• **WHAT YOU NEED TO DO**
Check every line below for the string "stone", and copy the lines that contain it.

Point-per-instance localization data:
══════════════════════════════
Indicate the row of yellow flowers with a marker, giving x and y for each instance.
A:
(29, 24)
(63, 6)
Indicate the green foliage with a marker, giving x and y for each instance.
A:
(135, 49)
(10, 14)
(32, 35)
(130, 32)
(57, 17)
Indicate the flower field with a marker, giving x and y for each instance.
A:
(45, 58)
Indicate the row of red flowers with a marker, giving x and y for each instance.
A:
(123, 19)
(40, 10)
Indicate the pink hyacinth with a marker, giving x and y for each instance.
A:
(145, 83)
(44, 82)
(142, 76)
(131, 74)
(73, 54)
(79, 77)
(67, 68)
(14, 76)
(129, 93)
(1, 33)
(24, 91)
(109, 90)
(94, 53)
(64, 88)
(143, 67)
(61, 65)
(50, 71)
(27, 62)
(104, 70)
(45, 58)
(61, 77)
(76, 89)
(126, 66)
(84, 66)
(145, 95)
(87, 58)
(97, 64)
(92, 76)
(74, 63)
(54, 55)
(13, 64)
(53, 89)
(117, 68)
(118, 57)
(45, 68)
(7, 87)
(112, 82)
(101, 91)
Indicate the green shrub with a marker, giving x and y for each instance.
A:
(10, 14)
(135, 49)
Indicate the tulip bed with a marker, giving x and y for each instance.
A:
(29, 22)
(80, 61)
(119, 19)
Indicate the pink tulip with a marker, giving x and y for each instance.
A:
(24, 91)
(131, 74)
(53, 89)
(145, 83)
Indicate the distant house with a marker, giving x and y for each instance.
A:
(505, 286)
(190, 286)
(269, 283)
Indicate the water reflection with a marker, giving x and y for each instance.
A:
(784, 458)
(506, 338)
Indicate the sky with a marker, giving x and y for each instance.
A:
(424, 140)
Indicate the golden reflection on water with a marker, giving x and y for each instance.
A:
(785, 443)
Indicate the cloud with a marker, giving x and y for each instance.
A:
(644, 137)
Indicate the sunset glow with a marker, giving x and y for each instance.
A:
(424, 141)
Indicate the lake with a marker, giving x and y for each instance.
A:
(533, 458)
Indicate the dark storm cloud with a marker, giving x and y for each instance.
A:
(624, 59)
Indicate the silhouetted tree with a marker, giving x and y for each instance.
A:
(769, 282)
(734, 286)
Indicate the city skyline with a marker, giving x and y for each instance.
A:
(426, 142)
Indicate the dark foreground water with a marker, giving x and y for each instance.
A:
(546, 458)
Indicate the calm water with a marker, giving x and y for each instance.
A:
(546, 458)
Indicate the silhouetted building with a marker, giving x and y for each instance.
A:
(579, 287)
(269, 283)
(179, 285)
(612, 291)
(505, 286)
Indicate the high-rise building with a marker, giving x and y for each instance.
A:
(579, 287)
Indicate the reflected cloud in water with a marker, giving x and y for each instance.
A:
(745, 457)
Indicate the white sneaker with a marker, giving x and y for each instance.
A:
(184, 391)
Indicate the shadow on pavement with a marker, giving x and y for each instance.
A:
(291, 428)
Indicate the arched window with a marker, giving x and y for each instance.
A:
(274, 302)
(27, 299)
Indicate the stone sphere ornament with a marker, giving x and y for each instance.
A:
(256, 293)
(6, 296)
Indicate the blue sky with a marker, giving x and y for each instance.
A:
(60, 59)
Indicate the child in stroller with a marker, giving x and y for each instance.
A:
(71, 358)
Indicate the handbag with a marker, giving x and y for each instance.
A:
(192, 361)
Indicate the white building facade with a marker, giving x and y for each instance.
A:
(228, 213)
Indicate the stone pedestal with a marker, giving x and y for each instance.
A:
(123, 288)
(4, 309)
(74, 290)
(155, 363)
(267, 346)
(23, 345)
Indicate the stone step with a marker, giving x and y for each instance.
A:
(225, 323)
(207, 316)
══════════════════════════════
• **TASK RESULT**
Indicate the stone sphere ornament with a marker, giving x and y for each instance.
Indicate the stone pedestal with a marker, giving x and y for each instance.
Indicate the stone step with a marker, giving x and y for each instance.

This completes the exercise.